TASK BRIEF
Count the lines in the listing below that contain the string "tight". Reply with the number only.

Collected data entries
########################################

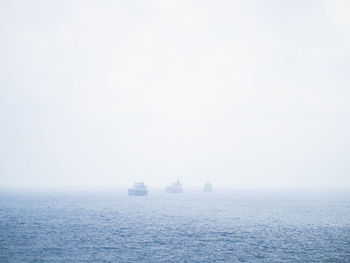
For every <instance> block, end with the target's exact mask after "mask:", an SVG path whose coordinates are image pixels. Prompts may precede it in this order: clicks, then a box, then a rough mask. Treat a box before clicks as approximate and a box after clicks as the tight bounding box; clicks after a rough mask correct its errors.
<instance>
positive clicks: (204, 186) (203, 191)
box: [203, 182, 213, 192]
mask: <svg viewBox="0 0 350 263" xmlns="http://www.w3.org/2000/svg"><path fill="white" fill-rule="evenodd" d="M203 192H213V186H212V185H211V183H209V182H206V183H205V184H204V187H203Z"/></svg>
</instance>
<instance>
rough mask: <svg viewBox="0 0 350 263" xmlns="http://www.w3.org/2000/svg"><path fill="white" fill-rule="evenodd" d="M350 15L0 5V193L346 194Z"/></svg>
mask: <svg viewBox="0 0 350 263" xmlns="http://www.w3.org/2000/svg"><path fill="white" fill-rule="evenodd" d="M349 13H350V1H347V0H327V1H322V0H318V1H316V0H312V1H310V0H296V1H287V0H284V1H279V0H263V1H261V0H260V1H258V0H256V1H255V0H248V1H243V0H242V1H231V0H227V1H226V0H213V1H209V0H203V1H199V0H197V1H189V0H176V1H163V0H149V1H136V0H120V1H108V0H104V1H97V0H96V1H71V0H53V1H34V0H11V1H10V0H3V1H1V2H0V189H114V188H124V187H128V186H131V185H132V184H133V183H134V181H138V180H143V181H144V182H145V183H146V184H147V185H148V186H149V187H150V188H152V187H153V188H157V187H164V186H166V185H169V184H170V183H172V182H173V181H175V180H177V179H179V180H180V181H182V183H183V185H184V187H185V189H186V187H194V188H195V187H202V186H203V184H204V183H205V182H206V181H210V182H211V183H212V184H213V186H214V188H215V187H216V188H334V189H338V188H350V140H349V134H350V122H349V119H350V118H349V117H350V104H349V103H348V102H349V100H350V74H349V73H350V72H349V69H350V16H349Z"/></svg>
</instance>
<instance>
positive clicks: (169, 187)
mask: <svg viewBox="0 0 350 263" xmlns="http://www.w3.org/2000/svg"><path fill="white" fill-rule="evenodd" d="M165 192H167V193H173V194H180V193H182V192H183V188H182V184H181V183H180V181H179V180H177V181H176V182H175V183H173V184H172V185H169V186H167V187H165Z"/></svg>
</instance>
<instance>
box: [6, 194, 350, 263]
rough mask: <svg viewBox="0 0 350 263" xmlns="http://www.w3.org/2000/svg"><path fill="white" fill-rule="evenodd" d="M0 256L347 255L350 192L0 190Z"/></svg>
mask: <svg viewBox="0 0 350 263" xmlns="http://www.w3.org/2000/svg"><path fill="white" fill-rule="evenodd" d="M0 229H1V235H0V261H1V262H164V261H172V262H349V255H350V246H349V243H350V195H349V193H348V192H327V191H323V192H308V193H307V192H295V191H294V192H293V191H290V192H278V191H275V192H264V191H241V192H232V191H227V192H224V191H223V192H213V193H204V192H198V191H197V192H196V191H191V192H184V193H183V194H166V193H164V192H162V191H159V192H150V194H149V195H148V196H146V197H136V196H128V195H126V192H124V191H123V192H118V193H115V192H114V193H113V192H111V193H96V192H95V193H85V194H82V193H78V194H77V193H61V194H60V193H55V194H53V193H52V194H33V193H32V194H28V193H27V194H13V193H12V194H1V195H0Z"/></svg>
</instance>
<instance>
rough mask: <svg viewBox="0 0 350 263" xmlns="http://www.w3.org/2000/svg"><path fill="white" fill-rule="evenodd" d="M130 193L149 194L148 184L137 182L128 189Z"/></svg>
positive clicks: (137, 193)
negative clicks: (148, 191)
mask: <svg viewBox="0 0 350 263" xmlns="http://www.w3.org/2000/svg"><path fill="white" fill-rule="evenodd" d="M128 194H129V195H138V196H141V195H142V196H144V195H147V194H148V190H147V186H146V185H145V184H144V183H143V182H136V183H134V187H133V188H129V189H128Z"/></svg>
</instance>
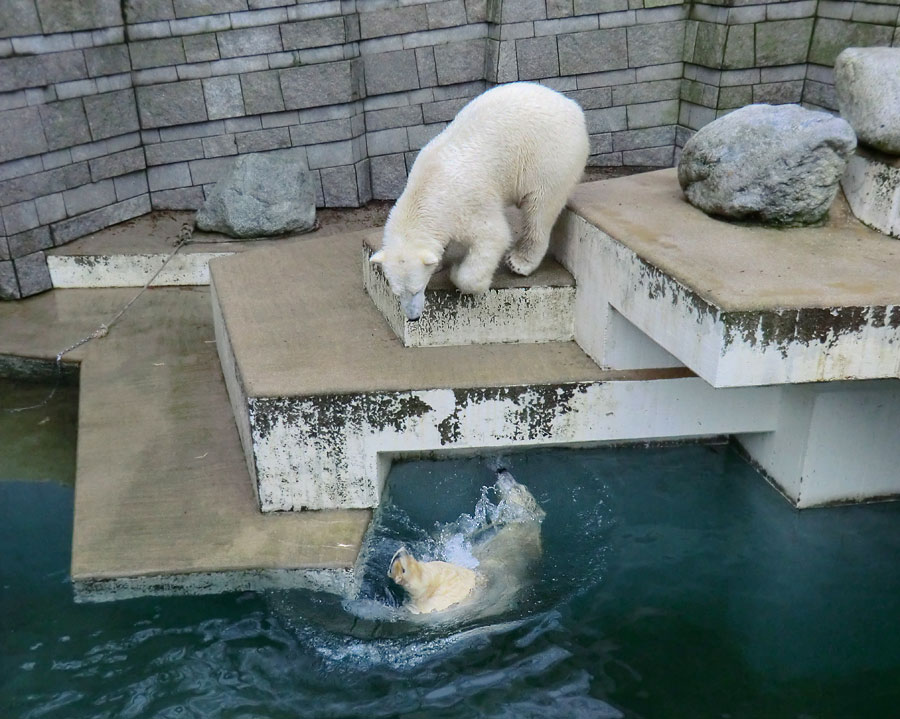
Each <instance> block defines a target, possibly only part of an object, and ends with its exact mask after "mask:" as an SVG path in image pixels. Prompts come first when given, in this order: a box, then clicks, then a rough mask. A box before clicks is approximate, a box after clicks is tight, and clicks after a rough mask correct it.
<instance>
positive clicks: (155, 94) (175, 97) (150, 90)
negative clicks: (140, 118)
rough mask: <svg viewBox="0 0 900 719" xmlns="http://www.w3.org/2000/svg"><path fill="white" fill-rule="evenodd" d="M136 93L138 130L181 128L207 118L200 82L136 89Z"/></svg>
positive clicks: (152, 85) (201, 121)
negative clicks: (160, 128) (158, 127)
mask: <svg viewBox="0 0 900 719" xmlns="http://www.w3.org/2000/svg"><path fill="white" fill-rule="evenodd" d="M136 93H137V104H138V111H139V113H140V118H141V126H142V127H145V128H152V127H167V126H170V125H184V124H188V123H193V122H203V121H204V120H206V119H207V115H206V103H205V102H204V100H203V86H202V84H201V82H200V80H185V81H183V82H171V83H167V84H165V85H150V86H147V87H139V88H137V89H136Z"/></svg>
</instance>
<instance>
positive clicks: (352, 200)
mask: <svg viewBox="0 0 900 719" xmlns="http://www.w3.org/2000/svg"><path fill="white" fill-rule="evenodd" d="M320 175H321V178H322V193H323V199H324V200H325V207H359V196H358V190H357V185H356V168H355V167H354V166H353V165H344V166H343V167H328V168H323V169H322V171H321V172H320Z"/></svg>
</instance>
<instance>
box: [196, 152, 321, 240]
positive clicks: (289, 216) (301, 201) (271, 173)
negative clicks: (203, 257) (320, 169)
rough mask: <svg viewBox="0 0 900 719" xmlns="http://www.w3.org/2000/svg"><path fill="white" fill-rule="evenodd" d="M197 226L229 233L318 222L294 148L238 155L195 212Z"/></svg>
mask: <svg viewBox="0 0 900 719" xmlns="http://www.w3.org/2000/svg"><path fill="white" fill-rule="evenodd" d="M195 223H196V225H197V228H198V229H201V230H206V231H208V232H221V233H224V234H226V235H228V236H230V237H241V238H248V237H268V236H271V235H283V234H286V233H288V232H305V231H306V230H311V229H312V228H313V227H314V226H315V224H316V193H315V190H314V188H313V184H312V178H311V177H310V174H309V171H308V170H307V169H306V161H305V160H304V158H303V155H302V153H300V152H299V151H297V150H287V151H281V152H267V153H254V154H249V155H241V156H240V157H238V158H237V160H235V163H234V165H233V167H232V168H231V170H230V171H229V172H228V174H226V175H225V177H223V178H222V179H221V180H219V182H217V183H216V186H215V187H214V188H213V190H212V192H211V193H210V195H209V197H208V198H207V200H206V202H205V203H204V204H203V207H201V208H200V211H199V212H197V217H196V218H195Z"/></svg>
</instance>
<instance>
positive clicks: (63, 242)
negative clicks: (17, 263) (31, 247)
mask: <svg viewBox="0 0 900 719" xmlns="http://www.w3.org/2000/svg"><path fill="white" fill-rule="evenodd" d="M148 212H150V198H149V197H147V195H140V196H138V197H132V198H130V199H128V200H124V201H122V202H117V203H115V204H114V205H109V206H108V207H102V208H100V209H98V210H94V211H93V212H86V213H85V214H83V215H80V216H78V217H73V218H72V219H70V220H65V221H63V222H58V223H57V224H55V225H53V226H52V227H51V228H50V231H51V233H52V235H53V244H55V245H57V246H59V245H63V244H65V243H66V242H71V241H72V240H77V239H78V238H79V237H83V236H84V235H88V234H90V233H91V232H97V231H98V230H102V229H104V228H105V227H110V226H111V225H115V224H118V223H119V222H125V221H126V220H131V219H133V218H135V217H137V216H138V215H145V214H147V213H148Z"/></svg>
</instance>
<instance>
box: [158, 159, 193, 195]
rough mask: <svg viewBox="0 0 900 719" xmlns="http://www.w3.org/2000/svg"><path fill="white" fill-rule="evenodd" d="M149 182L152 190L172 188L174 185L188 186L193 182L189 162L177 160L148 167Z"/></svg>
mask: <svg viewBox="0 0 900 719" xmlns="http://www.w3.org/2000/svg"><path fill="white" fill-rule="evenodd" d="M147 184H148V186H149V188H150V190H151V191H152V192H155V191H156V190H171V189H172V188H173V187H188V186H190V185H192V184H194V183H192V182H191V171H190V167H189V166H188V163H187V162H176V163H173V164H171V165H159V166H157V167H148V168H147Z"/></svg>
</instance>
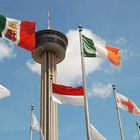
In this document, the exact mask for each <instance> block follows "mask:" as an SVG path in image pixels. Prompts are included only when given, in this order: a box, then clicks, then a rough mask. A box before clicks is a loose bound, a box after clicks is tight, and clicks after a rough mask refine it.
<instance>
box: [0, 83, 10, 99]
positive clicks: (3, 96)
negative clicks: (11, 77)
mask: <svg viewBox="0 0 140 140" xmlns="http://www.w3.org/2000/svg"><path fill="white" fill-rule="evenodd" d="M10 95H11V93H10V91H9V90H8V89H7V88H5V87H4V86H2V85H0V99H3V98H5V97H8V96H10Z"/></svg>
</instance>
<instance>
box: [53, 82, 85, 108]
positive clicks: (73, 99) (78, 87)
mask: <svg viewBox="0 0 140 140" xmlns="http://www.w3.org/2000/svg"><path fill="white" fill-rule="evenodd" d="M52 90H53V93H52V100H53V101H55V102H57V103H59V104H72V105H78V106H81V105H84V90H83V87H71V86H65V85H58V84H54V83H53V85H52Z"/></svg>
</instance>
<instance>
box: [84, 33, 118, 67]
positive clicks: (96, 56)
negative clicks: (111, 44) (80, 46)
mask: <svg viewBox="0 0 140 140" xmlns="http://www.w3.org/2000/svg"><path fill="white" fill-rule="evenodd" d="M82 40H83V50H84V57H100V58H105V59H108V60H109V61H110V62H112V63H113V64H114V65H116V66H120V49H119V48H113V47H111V46H101V45H99V44H96V43H95V42H94V41H93V40H92V39H90V38H88V37H86V36H84V35H82Z"/></svg>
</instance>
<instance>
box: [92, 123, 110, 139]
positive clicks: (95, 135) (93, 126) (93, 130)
mask: <svg viewBox="0 0 140 140" xmlns="http://www.w3.org/2000/svg"><path fill="white" fill-rule="evenodd" d="M90 131H91V140H107V139H106V138H105V137H104V136H102V135H101V134H100V133H99V132H98V131H97V130H96V129H95V128H94V126H93V125H92V124H90Z"/></svg>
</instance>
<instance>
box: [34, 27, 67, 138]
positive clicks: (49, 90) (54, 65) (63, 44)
mask: <svg viewBox="0 0 140 140" xmlns="http://www.w3.org/2000/svg"><path fill="white" fill-rule="evenodd" d="M67 44H68V40H67V38H66V36H65V35H64V34H63V33H61V32H59V31H56V30H51V29H48V30H41V31H38V32H36V48H35V50H34V51H33V53H32V57H33V59H34V60H35V61H36V62H38V63H40V64H41V96H40V126H41V129H42V132H43V135H44V140H58V113H57V104H56V103H55V102H52V99H51V98H52V96H51V95H52V83H53V82H55V81H56V64H58V63H60V62H61V61H63V59H64V58H65V52H66V48H67Z"/></svg>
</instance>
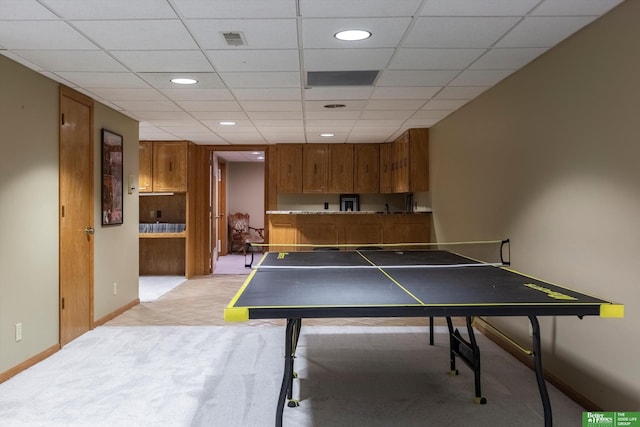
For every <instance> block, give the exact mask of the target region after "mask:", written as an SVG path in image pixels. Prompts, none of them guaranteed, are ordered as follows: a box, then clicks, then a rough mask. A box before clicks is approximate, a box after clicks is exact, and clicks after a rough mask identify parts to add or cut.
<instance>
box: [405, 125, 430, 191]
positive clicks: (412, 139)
mask: <svg viewBox="0 0 640 427" xmlns="http://www.w3.org/2000/svg"><path fill="white" fill-rule="evenodd" d="M409 136H410V140H409V169H410V171H409V191H429V129H426V128H424V129H422V128H417V129H411V130H410V131H409Z"/></svg>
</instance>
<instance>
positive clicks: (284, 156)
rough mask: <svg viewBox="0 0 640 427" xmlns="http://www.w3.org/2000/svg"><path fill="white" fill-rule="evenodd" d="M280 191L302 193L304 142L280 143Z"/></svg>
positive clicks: (284, 191) (278, 177)
mask: <svg viewBox="0 0 640 427" xmlns="http://www.w3.org/2000/svg"><path fill="white" fill-rule="evenodd" d="M277 153H278V154H277V155H278V192H279V193H298V194H299V193H302V144H278V150H277Z"/></svg>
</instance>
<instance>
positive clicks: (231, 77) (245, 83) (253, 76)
mask: <svg viewBox="0 0 640 427" xmlns="http://www.w3.org/2000/svg"><path fill="white" fill-rule="evenodd" d="M220 77H222V80H224V82H225V83H226V85H227V87H229V88H230V89H235V88H273V87H278V88H286V87H289V88H294V87H300V84H301V83H300V73H296V72H291V71H283V72H264V73H220Z"/></svg>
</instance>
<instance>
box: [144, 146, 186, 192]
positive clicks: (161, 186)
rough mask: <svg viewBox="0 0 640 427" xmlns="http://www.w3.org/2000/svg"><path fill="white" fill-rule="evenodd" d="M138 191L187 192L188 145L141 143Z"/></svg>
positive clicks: (160, 191)
mask: <svg viewBox="0 0 640 427" xmlns="http://www.w3.org/2000/svg"><path fill="white" fill-rule="evenodd" d="M139 147H140V155H139V171H138V190H139V191H140V192H141V193H151V192H154V193H160V192H175V193H183V192H186V191H187V163H188V158H189V156H188V143H187V142H186V141H175V142H173V141H172V142H150V141H141V142H140V145H139Z"/></svg>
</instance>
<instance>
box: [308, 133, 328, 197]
mask: <svg viewBox="0 0 640 427" xmlns="http://www.w3.org/2000/svg"><path fill="white" fill-rule="evenodd" d="M328 167H329V154H328V148H327V144H305V145H304V147H302V192H303V193H326V192H327V187H328V183H329V181H328V179H327V178H328V172H329V170H328Z"/></svg>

########################################

YOUR RESPONSE
3